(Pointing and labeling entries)
BEGIN

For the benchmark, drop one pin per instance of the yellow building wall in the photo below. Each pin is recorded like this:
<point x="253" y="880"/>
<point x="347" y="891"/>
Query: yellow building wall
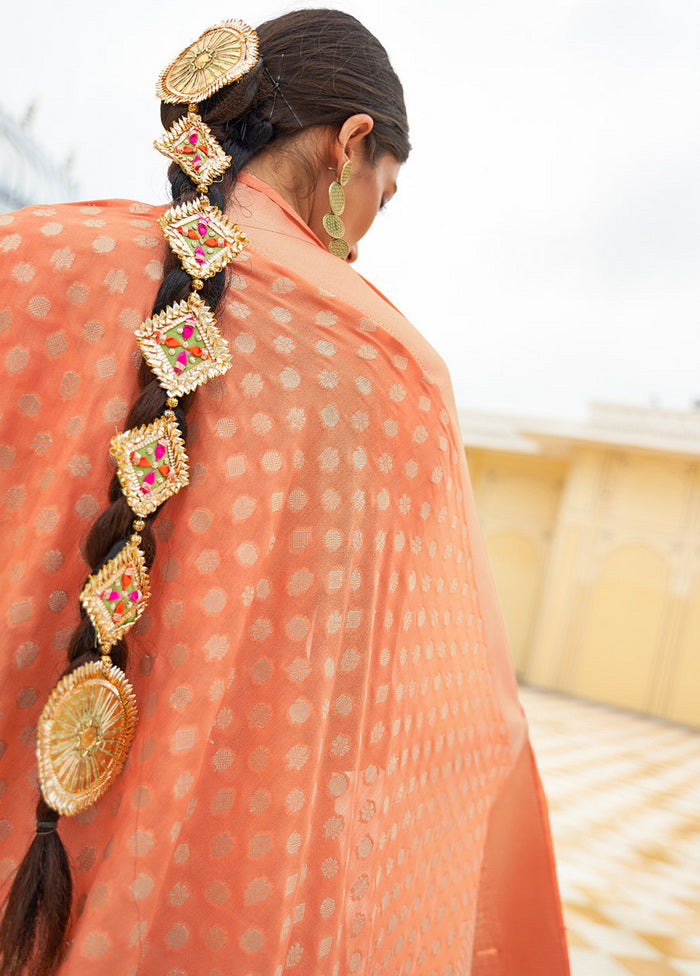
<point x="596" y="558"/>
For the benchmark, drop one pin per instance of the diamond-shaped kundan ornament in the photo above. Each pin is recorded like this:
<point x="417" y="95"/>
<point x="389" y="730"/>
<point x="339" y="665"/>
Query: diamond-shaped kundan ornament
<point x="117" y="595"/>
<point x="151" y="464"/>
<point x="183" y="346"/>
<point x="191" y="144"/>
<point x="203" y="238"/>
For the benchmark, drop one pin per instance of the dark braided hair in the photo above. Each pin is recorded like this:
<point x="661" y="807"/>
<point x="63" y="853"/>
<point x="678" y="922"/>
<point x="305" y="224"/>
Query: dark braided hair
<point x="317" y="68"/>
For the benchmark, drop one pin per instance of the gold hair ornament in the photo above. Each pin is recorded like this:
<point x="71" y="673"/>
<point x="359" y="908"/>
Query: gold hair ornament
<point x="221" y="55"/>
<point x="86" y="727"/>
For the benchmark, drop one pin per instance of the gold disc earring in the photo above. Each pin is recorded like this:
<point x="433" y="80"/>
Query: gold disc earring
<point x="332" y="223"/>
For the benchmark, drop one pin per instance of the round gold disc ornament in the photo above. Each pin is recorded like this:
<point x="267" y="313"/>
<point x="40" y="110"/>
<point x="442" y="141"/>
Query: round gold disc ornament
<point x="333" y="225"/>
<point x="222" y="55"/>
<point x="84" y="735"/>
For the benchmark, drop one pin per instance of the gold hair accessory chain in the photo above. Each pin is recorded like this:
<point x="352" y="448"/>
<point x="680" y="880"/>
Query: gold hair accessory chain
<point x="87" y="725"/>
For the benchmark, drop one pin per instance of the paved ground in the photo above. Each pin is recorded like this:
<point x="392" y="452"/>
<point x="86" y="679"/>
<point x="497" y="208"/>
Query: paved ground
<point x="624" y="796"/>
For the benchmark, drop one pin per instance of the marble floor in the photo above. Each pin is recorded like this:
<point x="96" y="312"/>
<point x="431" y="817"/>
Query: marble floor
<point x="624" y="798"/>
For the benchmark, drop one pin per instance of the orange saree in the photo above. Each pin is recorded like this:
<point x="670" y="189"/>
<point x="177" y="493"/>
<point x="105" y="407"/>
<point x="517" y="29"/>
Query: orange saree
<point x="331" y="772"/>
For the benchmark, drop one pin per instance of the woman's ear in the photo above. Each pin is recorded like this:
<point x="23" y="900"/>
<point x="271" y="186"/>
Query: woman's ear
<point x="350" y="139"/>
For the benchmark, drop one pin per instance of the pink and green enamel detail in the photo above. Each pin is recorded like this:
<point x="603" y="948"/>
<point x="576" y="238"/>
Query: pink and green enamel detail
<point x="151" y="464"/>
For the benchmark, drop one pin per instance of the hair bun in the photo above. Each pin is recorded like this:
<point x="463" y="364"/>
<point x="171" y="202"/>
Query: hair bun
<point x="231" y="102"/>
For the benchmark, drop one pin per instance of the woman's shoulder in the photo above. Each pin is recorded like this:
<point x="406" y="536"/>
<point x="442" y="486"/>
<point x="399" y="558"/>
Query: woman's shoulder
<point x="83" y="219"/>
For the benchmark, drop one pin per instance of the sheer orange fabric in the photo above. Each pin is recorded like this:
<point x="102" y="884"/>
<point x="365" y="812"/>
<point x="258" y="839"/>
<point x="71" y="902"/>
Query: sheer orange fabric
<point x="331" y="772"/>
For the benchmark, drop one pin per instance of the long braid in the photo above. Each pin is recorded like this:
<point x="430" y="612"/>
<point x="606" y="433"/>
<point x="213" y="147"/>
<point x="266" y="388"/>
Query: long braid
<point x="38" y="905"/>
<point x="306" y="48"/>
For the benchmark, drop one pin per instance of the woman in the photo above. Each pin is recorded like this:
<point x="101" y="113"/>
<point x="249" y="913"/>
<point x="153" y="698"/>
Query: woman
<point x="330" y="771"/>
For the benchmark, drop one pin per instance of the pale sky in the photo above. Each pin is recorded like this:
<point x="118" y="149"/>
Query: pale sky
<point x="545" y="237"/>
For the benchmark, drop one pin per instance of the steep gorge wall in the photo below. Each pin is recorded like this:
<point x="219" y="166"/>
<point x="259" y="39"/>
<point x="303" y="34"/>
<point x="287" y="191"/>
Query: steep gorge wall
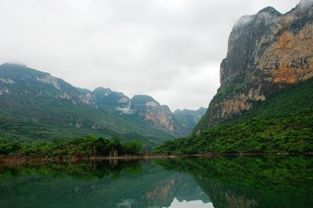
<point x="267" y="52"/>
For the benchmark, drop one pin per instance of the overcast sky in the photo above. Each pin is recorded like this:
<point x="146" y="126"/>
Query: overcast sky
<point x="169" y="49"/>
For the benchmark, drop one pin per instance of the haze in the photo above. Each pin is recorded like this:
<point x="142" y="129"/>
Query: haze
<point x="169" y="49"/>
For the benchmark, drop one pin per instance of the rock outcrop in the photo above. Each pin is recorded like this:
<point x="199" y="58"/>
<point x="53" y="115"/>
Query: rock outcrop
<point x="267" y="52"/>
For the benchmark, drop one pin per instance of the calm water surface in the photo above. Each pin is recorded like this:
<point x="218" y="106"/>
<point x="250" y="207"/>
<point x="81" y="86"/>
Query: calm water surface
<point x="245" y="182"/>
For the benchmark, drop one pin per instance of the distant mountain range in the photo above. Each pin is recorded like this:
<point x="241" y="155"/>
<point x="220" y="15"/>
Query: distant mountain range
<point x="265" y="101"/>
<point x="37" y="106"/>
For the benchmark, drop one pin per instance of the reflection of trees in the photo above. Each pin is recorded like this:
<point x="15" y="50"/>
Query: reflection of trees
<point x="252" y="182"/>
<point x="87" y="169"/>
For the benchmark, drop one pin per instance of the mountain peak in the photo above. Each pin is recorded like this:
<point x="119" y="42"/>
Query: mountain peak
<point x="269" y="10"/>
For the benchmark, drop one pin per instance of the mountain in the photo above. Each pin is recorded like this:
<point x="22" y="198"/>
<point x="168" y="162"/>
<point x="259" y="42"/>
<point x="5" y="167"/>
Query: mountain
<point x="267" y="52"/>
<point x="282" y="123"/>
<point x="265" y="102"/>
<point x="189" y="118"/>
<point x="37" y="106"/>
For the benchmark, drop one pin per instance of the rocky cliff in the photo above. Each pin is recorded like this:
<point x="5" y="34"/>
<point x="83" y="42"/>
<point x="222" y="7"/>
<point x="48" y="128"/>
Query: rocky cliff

END

Short task:
Set each line of the records down exactly, leaving every picture out.

Answer for this exercise:
For the benchmark, drop one pin per instance of the yellow building wall in the photo below. Each pin is recorded like this:
<point x="253" y="880"/>
<point x="347" y="891"/>
Query: yellow building wall
<point x="596" y="558"/>
For the benchmark, drop one pin per instance of the diamond-shaped kundan ornament in the photo above. Each pin is recorded like this:
<point x="417" y="95"/>
<point x="389" y="730"/>
<point x="339" y="665"/>
Query: diamond-shaped kundan ornament
<point x="117" y="595"/>
<point x="151" y="464"/>
<point x="183" y="346"/>
<point x="191" y="144"/>
<point x="203" y="238"/>
For the benchmark, drop one pin per instance of the dark braided hair in the photo above. Each pin is recorded like this:
<point x="661" y="807"/>
<point x="63" y="853"/>
<point x="678" y="922"/>
<point x="305" y="224"/>
Query: dark braided hair
<point x="317" y="68"/>
For the benchmark, drop one pin per instance of the gold hair ornament in the photo above. Each pin is recorded like this:
<point x="71" y="673"/>
<point x="359" y="908"/>
Query: gold hair ornament
<point x="221" y="55"/>
<point x="86" y="727"/>
For the benchmark, drop one pin per instance of the gold disc earring in the photo above. Each pin is recorded like this:
<point x="433" y="80"/>
Query: gold disc earring
<point x="332" y="223"/>
For the benchmark, drop one pin per instance of the round gold disc ornament in the photo above. Each pin is recorded like this:
<point x="267" y="313"/>
<point x="40" y="110"/>
<point x="442" y="141"/>
Query: round gold disc ornament
<point x="333" y="225"/>
<point x="222" y="55"/>
<point x="84" y="735"/>
For the benchmark, drop one pin per instance of the gold hair accessory chain in the photo above. Each pin is recorded like this:
<point x="352" y="448"/>
<point x="680" y="880"/>
Query: gold hair accessory chain
<point x="87" y="725"/>
For the benchmark, drop one pin per instance of the paved ground in the photo above. Each pin is recorded like this:
<point x="392" y="452"/>
<point x="86" y="679"/>
<point x="497" y="208"/>
Query: paved ground
<point x="624" y="796"/>
For the benchmark, drop one pin per instance of the marble floor in the photo above. Each pin is recorded like this:
<point x="96" y="312"/>
<point x="431" y="817"/>
Query: marble floor
<point x="624" y="798"/>
For the benchmark, drop one pin per instance of the orange saree in the photo above. Each pin is recorded like this:
<point x="670" y="189"/>
<point x="177" y="493"/>
<point x="105" y="407"/>
<point x="517" y="29"/>
Query: orange saree
<point x="331" y="772"/>
For the benchmark, drop one pin per instance of the woman's ear in the photo above. Each pin is recorded like this:
<point x="23" y="900"/>
<point x="271" y="186"/>
Query: woman's ear
<point x="350" y="139"/>
For the benchmark, drop one pin per instance of the pink and green enamel detail in the photo above. Each pin is recorded like this:
<point x="603" y="948"/>
<point x="576" y="238"/>
Query: pink and green enamel detail
<point x="151" y="464"/>
For the benchmark, drop one pin per instance of the hair bun in the photo above. Each pin is recorded like this:
<point x="463" y="364"/>
<point x="171" y="202"/>
Query: hair bun
<point x="231" y="102"/>
For the benchmark, drop one pin per instance of the woman's shoulder in the photo above. Each pin is recorded like this:
<point x="406" y="536"/>
<point x="442" y="486"/>
<point x="399" y="558"/>
Query: woman's shoulder
<point x="83" y="219"/>
For the benchmark, drop one pin per instance of the sheer orange fabric in the photo above. Each pin is recorded like this:
<point x="102" y="884"/>
<point x="365" y="812"/>
<point x="258" y="839"/>
<point x="71" y="902"/>
Query: sheer orange fabric
<point x="331" y="772"/>
For the benchmark, drop one pin per instance of the long braid in the photo above. Each pin is recorded like this:
<point x="430" y="612"/>
<point x="606" y="433"/>
<point x="213" y="147"/>
<point x="266" y="388"/>
Query: long braid
<point x="38" y="905"/>
<point x="306" y="48"/>
For the benchmark, drop one pin per instance of the woman in the photo above. Each pin is recorded like this:
<point x="101" y="113"/>
<point x="249" y="913"/>
<point x="153" y="698"/>
Query: woman
<point x="330" y="771"/>
For the benchmark, drop one pin per instance of the pale sky in the photo above. Each pin is recorded like this:
<point x="118" y="149"/>
Query: pale sky
<point x="545" y="237"/>
For the benchmark, drop one pin per instance of the steep gorge wall in the photo below. Each pin is recorded like this:
<point x="219" y="166"/>
<point x="259" y="39"/>
<point x="303" y="34"/>
<point x="287" y="191"/>
Query: steep gorge wall
<point x="267" y="52"/>
For the benchmark, drop one pin per instance of the overcast sky in the photo above. Each pin is recorded like this:
<point x="146" y="126"/>
Query: overcast sky
<point x="169" y="49"/>
For the benchmark, drop one pin per instance of the haze in the photo above. Each pin is recorded like this:
<point x="142" y="129"/>
Query: haze
<point x="169" y="49"/>
For the benchmark, drop one pin per instance of the rock outcrop in the photo above. Each pin is recorded like this:
<point x="199" y="58"/>
<point x="53" y="115"/>
Query: rock outcrop
<point x="267" y="52"/>
For the benchmark, drop one pin per instance of the calm water surface in the photo above. Each pin is recorded like this:
<point x="218" y="106"/>
<point x="250" y="207"/>
<point x="81" y="86"/>
Query: calm water surface
<point x="245" y="182"/>
For the benchmark, drop one pin per instance of the distant mountain range in the photo above. Each pin is recorded like this:
<point x="241" y="155"/>
<point x="220" y="15"/>
Query: distant mountain range
<point x="265" y="101"/>
<point x="37" y="106"/>
For the benchmark, drop one pin per instance of the reflection of trees in the photo above. Each pin is recorded like this:
<point x="15" y="50"/>
Query: reflection of trees
<point x="252" y="182"/>
<point x="87" y="169"/>
For the benchmark, drop one pin per instance of the mountain peak in the photo above. Each pin is recorded like this:
<point x="119" y="42"/>
Query: mountain peak
<point x="269" y="10"/>
For the benchmark, drop one pin per instance of the mountain in the photo above. Each pin is recorded like this:
<point x="22" y="198"/>
<point x="168" y="162"/>
<point x="259" y="42"/>
<point x="5" y="167"/>
Query: mountain
<point x="267" y="52"/>
<point x="282" y="123"/>
<point x="265" y="102"/>
<point x="189" y="118"/>
<point x="37" y="106"/>
For the benchmark, drop one pin per instance of the rocky cliff in the photo above. Each pin is recorded like this:
<point x="5" y="34"/>
<point x="83" y="42"/>
<point x="222" y="7"/>
<point x="48" y="128"/>
Query: rocky cliff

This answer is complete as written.